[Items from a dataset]
_____
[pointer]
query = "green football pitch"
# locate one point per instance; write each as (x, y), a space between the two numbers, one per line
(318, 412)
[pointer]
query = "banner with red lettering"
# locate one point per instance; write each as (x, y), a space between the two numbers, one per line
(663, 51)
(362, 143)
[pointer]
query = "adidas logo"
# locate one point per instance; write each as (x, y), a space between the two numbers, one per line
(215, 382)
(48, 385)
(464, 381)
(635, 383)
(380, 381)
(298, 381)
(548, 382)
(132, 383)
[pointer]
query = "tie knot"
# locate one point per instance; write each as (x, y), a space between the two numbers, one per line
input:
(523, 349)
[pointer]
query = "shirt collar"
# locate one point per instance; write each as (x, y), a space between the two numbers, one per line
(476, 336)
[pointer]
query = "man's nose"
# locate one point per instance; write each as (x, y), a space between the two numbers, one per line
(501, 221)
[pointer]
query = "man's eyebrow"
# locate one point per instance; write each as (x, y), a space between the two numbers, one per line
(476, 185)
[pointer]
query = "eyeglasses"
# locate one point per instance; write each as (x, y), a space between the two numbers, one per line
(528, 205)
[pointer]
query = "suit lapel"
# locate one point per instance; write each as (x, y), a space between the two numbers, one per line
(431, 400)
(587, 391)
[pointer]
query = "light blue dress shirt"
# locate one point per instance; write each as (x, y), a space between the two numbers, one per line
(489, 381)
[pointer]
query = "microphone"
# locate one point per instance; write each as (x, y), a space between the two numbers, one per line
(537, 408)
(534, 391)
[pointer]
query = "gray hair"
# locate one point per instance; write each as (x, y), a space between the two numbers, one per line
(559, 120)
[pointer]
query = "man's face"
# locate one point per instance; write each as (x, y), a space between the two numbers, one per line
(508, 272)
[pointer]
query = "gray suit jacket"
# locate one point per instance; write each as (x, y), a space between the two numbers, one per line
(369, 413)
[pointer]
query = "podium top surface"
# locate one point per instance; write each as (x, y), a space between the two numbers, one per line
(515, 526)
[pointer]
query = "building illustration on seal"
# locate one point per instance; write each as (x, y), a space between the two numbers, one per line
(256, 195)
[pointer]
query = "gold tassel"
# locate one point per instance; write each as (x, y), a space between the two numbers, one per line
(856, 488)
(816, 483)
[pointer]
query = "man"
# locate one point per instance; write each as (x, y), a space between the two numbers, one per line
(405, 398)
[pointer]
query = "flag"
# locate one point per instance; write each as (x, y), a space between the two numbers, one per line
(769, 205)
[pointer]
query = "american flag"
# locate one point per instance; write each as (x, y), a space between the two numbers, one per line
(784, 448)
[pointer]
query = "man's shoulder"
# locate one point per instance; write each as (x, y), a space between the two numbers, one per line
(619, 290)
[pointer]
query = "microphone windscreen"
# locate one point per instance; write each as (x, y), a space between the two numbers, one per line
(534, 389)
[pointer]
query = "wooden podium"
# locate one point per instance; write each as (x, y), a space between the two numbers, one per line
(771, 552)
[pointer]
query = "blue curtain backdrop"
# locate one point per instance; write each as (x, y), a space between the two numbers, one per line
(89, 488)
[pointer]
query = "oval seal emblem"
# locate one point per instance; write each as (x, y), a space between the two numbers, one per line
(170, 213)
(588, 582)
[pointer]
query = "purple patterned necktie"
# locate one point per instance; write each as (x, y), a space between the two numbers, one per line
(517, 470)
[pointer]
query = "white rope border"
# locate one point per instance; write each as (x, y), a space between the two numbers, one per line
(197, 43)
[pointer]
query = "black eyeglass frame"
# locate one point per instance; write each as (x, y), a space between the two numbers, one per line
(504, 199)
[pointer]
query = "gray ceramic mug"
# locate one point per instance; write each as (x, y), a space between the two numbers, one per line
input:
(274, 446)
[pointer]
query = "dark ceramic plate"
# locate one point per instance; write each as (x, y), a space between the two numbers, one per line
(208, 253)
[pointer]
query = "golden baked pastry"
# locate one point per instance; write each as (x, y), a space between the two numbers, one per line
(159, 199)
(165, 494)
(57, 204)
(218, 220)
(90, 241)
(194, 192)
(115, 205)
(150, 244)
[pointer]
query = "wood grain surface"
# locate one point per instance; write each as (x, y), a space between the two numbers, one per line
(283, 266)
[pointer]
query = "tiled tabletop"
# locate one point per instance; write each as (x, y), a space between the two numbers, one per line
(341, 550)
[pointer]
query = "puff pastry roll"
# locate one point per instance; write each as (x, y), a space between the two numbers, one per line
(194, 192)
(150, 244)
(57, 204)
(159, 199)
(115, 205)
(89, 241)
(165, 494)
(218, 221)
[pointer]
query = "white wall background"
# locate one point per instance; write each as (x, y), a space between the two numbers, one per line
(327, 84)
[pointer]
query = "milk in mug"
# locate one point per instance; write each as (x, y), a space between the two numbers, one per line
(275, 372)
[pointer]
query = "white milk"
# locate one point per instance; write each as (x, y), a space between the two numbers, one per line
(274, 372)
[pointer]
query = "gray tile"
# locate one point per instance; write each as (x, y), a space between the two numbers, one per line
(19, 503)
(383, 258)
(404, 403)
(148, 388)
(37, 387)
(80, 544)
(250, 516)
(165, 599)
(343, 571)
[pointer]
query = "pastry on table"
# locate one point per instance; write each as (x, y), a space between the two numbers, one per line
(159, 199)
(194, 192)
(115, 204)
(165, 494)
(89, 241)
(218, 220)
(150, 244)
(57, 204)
_____
## [WRITTEN TASK]
Quote all of the entries verbatim.

## [FULL RESPONSE]
[pointer]
query = "green football pitch"
# locate one point per instance; write each as (x, y), a space between the two numbers, one per line
(318, 412)
[pointer]
query = "banner with red lettering"
# locate one point per instance; write each as (x, y), a space between the two numbers, one per line
(663, 51)
(362, 143)
[pointer]
query = "adidas logo"
# locate one point per instance; write each as (x, y), a space between the two numbers, one per line
(215, 382)
(48, 385)
(464, 381)
(635, 383)
(380, 381)
(298, 381)
(548, 382)
(132, 383)
[pointer]
query = "tie knot"
# locate one point per instance; write each as (x, y), a space between the two numbers, one per line
input:
(523, 349)
[pointer]
query = "shirt collar"
# locate one point per instance; write each as (x, y), a space between the two numbers, one per line
(476, 336)
[pointer]
query = "man's nose"
# locate one point per instance; write each as (x, y), a space between the two numbers, one per line
(501, 221)
[pointer]
query = "man's eyebrow"
# locate one point per instance; write each as (x, y), a space between the two numbers, one per line
(476, 185)
[pointer]
query = "eyeglasses"
# locate one point per instance; write each as (x, y), a space between the two numbers, one per line
(528, 205)
[pointer]
query = "suit lapel"
# locate one point per instance; write each as (x, y), a space between the two numbers, one per line
(431, 400)
(587, 391)
[pointer]
query = "light blue dress shirt"
# locate one point per instance; write each as (x, y), a space between the two numbers, one per line
(489, 381)
[pointer]
query = "microphone"
# locate one point per instance; write each as (x, y), a space between the two numbers, one per line
(537, 408)
(534, 391)
[pointer]
query = "gray hair"
# locate one point per instance; write each as (x, y), a space between the two numbers, one per line
(559, 120)
[pointer]
query = "man's face"
# locate one point per instance; write each as (x, y), a space between the two numbers, one per line
(508, 272)
[pointer]
query = "gray suit jacket"
# locate one point per instance; write each as (x, y), a space between the two numbers, one per line
(369, 413)
[pointer]
query = "podium top surface"
# locate one point per instance; write each as (x, y), a space between the two numbers, one per line
(515, 526)
[pointer]
query = "building illustration on seal"
# locate one point per instance; write each as (x, y), a space between the two numbers, one per line
(256, 195)
[pointer]
query = "gold tassel"
# locate one point per instance; write each as (x, y), a space between the two numbers, one per line
(856, 488)
(816, 483)
[pointer]
query = "man"
# locate one point per instance; write each as (x, y), a space between the two numbers, one per line
(405, 398)
[pointer]
query = "flag"
# locate one point per instance; write each as (x, y), a space between the two numbers, one per line
(769, 205)
[pointer]
query = "american flag"
# locate one point per instance; write each as (x, y), a space between the two numbers, one per line
(784, 448)
[pointer]
query = "man's shoulder"
# locate one point per instance; write each as (x, y), a space between the two numbers, one per line
(619, 290)
[pointer]
query = "microphone windscreen"
# locate one point per instance; write each as (x, y), a space between the two numbers, one per line
(534, 389)
[pointer]
query = "wooden podium"
# locate one point per instance; write each as (x, y), a space between the two numbers, one per line
(771, 552)
[pointer]
query = "blue curtain backdrop"
# locate one point per instance; write each as (x, y), a space between the two numbers, one per line
(89, 488)
[pointer]
query = "oval seal emblem"
# locate one point per instance; write each as (x, y), a space between the two numbers, one per line
(170, 213)
(588, 582)
[pointer]
query = "purple patterned necktie"
# locate one point per instance; write each as (x, y), a space between the two numbers, one per line
(517, 470)
[pointer]
query = "white rope border"
# locate one point per instance; write each as (x, y), a space between the two numbers, one per line
(197, 43)
[pointer]
query = "black eyeglass frame"
# locate one point per instance; write each as (x, y), a space between the two numbers, one per line
(504, 199)
[pointer]
query = "gray ceramic mug"
# locate one point per instance; write each as (x, y), a space between the two numbers, one per line
input:
(274, 446)
[pointer]
query = "dark ceramic plate"
# locate one point per instance; write each as (x, y), a space between the two numbers, one per line
(208, 253)
[pointer]
query = "golden baked pastry"
# locate one point per instance; write each as (x, y), a space between the two numbers, one per line
(159, 199)
(165, 494)
(57, 204)
(218, 220)
(90, 241)
(194, 192)
(115, 205)
(150, 244)
[pointer]
query = "wood grain surface"
# locate one point per instance; write each as (x, y), a space between the two numbers, one per line
(283, 266)
[pointer]
query = "tiled tabletop"
# locate one point per instance; write each as (x, y), a space between the two numbers, one per line
(341, 550)
[pointer]
query = "puff pastry roll"
# locate one point per instance; write each as (x, y), a space between the two numbers, one per line
(194, 192)
(150, 244)
(57, 204)
(159, 199)
(115, 205)
(89, 241)
(165, 494)
(218, 221)
[pointer]
query = "white wall background"
# locate one point per instance; write each as (x, y), a space between the two numbers, one per line
(327, 84)
[pointer]
query = "milk in mug"
# locate one point per instance; write each as (x, y), a space between the two numbers, one per line
(275, 372)
[pointer]
query = "white milk"
# locate one point per instance; write each as (x, y), a space between the two numbers, one per line
(274, 372)
[pointer]
query = "gray tile"
# locate one point per instance; write each as (x, y), a space between the two numbers, one per line
(19, 503)
(383, 258)
(404, 403)
(148, 388)
(37, 387)
(80, 544)
(250, 516)
(165, 599)
(343, 571)
[pointer]
query = "pastry on table"
# locate one point per instance; write each as (x, y), a space between the two numbers, one per line
(159, 199)
(194, 192)
(115, 204)
(165, 494)
(89, 241)
(218, 220)
(150, 244)
(57, 204)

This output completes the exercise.